Copy every line of the data below without changing anything.

═══ RECORD EXTRACTS ═══

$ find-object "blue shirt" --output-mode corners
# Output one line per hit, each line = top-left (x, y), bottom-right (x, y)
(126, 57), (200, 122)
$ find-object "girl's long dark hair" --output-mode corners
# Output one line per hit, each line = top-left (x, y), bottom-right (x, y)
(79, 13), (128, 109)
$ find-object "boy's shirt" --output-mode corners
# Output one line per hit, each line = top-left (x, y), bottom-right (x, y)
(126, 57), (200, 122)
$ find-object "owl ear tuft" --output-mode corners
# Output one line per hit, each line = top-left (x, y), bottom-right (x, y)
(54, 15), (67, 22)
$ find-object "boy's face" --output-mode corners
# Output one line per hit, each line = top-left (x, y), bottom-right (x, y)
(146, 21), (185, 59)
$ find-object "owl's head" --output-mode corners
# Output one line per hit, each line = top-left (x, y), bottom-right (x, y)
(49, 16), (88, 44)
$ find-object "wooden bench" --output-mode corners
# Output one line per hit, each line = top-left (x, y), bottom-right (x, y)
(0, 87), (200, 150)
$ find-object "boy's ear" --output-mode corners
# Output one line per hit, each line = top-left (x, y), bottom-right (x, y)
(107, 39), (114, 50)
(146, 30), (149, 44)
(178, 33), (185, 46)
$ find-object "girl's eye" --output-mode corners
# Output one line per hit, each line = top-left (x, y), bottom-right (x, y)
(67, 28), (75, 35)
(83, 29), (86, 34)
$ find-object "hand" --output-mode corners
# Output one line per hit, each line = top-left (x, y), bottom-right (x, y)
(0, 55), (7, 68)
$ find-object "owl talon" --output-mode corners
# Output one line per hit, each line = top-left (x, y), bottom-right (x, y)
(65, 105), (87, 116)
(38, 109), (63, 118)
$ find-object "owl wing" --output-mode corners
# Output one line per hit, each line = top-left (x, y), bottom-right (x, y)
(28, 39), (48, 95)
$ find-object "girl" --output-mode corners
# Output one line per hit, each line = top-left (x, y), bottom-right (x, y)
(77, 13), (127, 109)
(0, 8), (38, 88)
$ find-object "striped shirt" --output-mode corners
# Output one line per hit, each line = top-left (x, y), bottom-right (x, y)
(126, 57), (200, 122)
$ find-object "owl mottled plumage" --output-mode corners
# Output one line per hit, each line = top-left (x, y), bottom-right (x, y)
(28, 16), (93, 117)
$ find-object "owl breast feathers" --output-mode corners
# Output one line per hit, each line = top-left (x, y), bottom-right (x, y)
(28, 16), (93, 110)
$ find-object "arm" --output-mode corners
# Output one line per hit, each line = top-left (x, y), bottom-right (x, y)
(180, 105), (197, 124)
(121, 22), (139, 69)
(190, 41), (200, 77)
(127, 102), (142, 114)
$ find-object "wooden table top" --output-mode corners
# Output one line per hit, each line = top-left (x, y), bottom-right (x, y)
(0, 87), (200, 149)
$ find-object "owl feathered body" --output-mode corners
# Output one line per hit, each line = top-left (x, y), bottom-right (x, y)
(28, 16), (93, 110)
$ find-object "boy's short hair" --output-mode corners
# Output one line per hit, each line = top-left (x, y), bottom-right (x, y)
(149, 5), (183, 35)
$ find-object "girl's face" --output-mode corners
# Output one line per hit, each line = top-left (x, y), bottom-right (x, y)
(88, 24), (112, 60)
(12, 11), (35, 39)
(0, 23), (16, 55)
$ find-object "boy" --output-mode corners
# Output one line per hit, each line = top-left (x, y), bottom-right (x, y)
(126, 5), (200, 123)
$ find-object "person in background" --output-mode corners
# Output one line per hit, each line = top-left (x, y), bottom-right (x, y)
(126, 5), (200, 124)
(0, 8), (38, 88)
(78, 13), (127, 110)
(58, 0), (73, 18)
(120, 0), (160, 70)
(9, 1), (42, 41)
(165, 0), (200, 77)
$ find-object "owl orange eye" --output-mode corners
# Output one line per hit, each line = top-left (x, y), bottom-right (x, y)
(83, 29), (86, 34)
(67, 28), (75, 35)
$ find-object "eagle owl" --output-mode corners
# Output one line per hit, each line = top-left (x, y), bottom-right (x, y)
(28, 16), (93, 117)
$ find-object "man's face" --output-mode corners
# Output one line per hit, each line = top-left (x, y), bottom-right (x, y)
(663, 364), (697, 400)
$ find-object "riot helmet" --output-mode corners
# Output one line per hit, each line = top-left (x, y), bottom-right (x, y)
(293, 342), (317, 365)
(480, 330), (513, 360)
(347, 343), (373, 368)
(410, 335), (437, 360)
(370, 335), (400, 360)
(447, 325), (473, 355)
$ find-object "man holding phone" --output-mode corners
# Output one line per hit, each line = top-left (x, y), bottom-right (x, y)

═══

* **ANSWER**
$ find-object "blue shirt" --output-mode corners
# Output one line per hit, each line = top-left (x, y), bottom-right (x, y)
(126, 57), (200, 122)
$ find-object "girl's long dark hair" --output-mode corners
# Output one line per hit, each line = top-left (x, y), bottom-right (x, y)
(79, 13), (128, 109)
$ find-object "boy's shirt" --output-mode corners
# Output one line per hit, each line = top-left (x, y), bottom-right (x, y)
(126, 57), (200, 122)
$ find-object "owl ear tuft" --output-mode corners
# Output one line per hit, each line = top-left (x, y), bottom-right (x, y)
(54, 15), (67, 22)
$ find-object "boy's face" --output-mode corners
# Output one line per hit, each line = top-left (x, y), bottom-right (x, y)
(146, 21), (185, 59)
$ find-object "owl's head" --output-mode corners
# Output one line per hit, each line = top-left (x, y), bottom-right (x, y)
(49, 16), (88, 44)
$ find-object "wooden bench" --output-mode corners
# Output one line per hit, each line = top-left (x, y), bottom-right (x, y)
(0, 87), (200, 150)
$ find-object "boy's ear" --output-mode corners
# Output one line per hit, each line = top-left (x, y), bottom-right (x, y)
(107, 39), (114, 50)
(146, 30), (149, 44)
(178, 33), (185, 46)
$ find-object "girl's eye" --output-mode corners
# Output one line per hit, each line = top-left (x, y), bottom-right (x, y)
(67, 28), (75, 35)
(83, 29), (86, 34)
$ find-object "hand" --output-mode corners
# Output one line per hit, each line = top-left (x, y), bottom-right (x, y)
(0, 55), (7, 68)
$ find-object "owl talon" --output-mode corners
# Output one line per hit, each line = top-left (x, y), bottom-right (x, y)
(65, 105), (87, 116)
(38, 109), (63, 118)
$ find-object "owl wing" --output-mode corners
# Output one line per hit, each line = top-left (x, y), bottom-right (x, y)
(28, 39), (48, 95)
$ find-object "girl" --output-mode corners
# Output one line per hit, each line = top-left (x, y), bottom-right (x, y)
(77, 13), (127, 109)
(0, 8), (38, 88)
$ find-object "striped shirt" --output-mode corners
# Output one line per hit, each line = top-left (x, y), bottom-right (x, y)
(126, 57), (200, 122)
$ find-object "owl mottled plumage" --output-mode corners
# Output one line per hit, each line = top-left (x, y), bottom-right (x, y)
(28, 16), (93, 117)
$ find-object "owl breast feathers" --output-mode corners
# Output one line per hit, each line = top-left (x, y), bottom-right (x, y)
(28, 16), (93, 110)
$ find-object "arm" --output-mode corners
# Output one line per hit, each line = top-left (x, y), bottom-right (x, y)
(180, 105), (197, 124)
(121, 22), (139, 69)
(190, 41), (200, 77)
(127, 102), (142, 114)
$ find-object "wooden table top" --output-mode corners
# Output one line per hit, each line = top-left (x, y), bottom-right (x, y)
(0, 87), (200, 149)
$ find-object "owl feathered body" --output-mode corners
# Output one line per hit, each line = top-left (x, y), bottom-right (x, y)
(28, 16), (93, 110)
$ find-object "boy's short hair" --output-mode corners
# Output one line per hit, each line = top-left (x, y), bottom-right (x, y)
(149, 5), (183, 35)
$ find-object "girl's face" --output-mode corners
# Output one line per hit, each line = top-left (x, y), bottom-right (x, y)
(88, 24), (112, 60)
(12, 11), (35, 39)
(0, 23), (16, 55)
$ find-object "boy" --output-mode corners
# Output one line per hit, each line = top-left (x, y), bottom-right (x, y)
(126, 5), (200, 123)
$ find-object "person in background" --output-mode corners
# Output one line per hit, each line = top-left (x, y), bottom-right (x, y)
(126, 5), (200, 124)
(0, 8), (38, 88)
(78, 13), (127, 110)
(58, 0), (73, 18)
(120, 0), (160, 70)
(9, 1), (42, 41)
(165, 0), (200, 77)
$ find-object "owl orange eye" --output-mode corners
# Output one line per hit, each line = top-left (x, y), bottom-right (x, y)
(83, 29), (86, 34)
(67, 28), (75, 35)
$ find-object "eagle owl" --output-mode corners
# Output one line per hit, each line = top-left (x, y), bottom-right (x, y)
(28, 16), (93, 117)
$ find-object "man's face" --output-mode corners
# Output one line per hit, each line = top-left (x, y), bottom-right (x, y)
(663, 364), (697, 400)
$ find-object "riot helmet" --output-mode corners
# Output one line per hit, each line = top-left (x, y), bottom-right (x, y)
(293, 342), (317, 365)
(480, 330), (513, 360)
(347, 343), (373, 368)
(410, 335), (437, 360)
(370, 335), (400, 360)
(447, 325), (473, 355)
$ find-object "man holding phone" --output-mode corners
# Output one line per hit, each line = top-left (x, y), bottom-right (x, y)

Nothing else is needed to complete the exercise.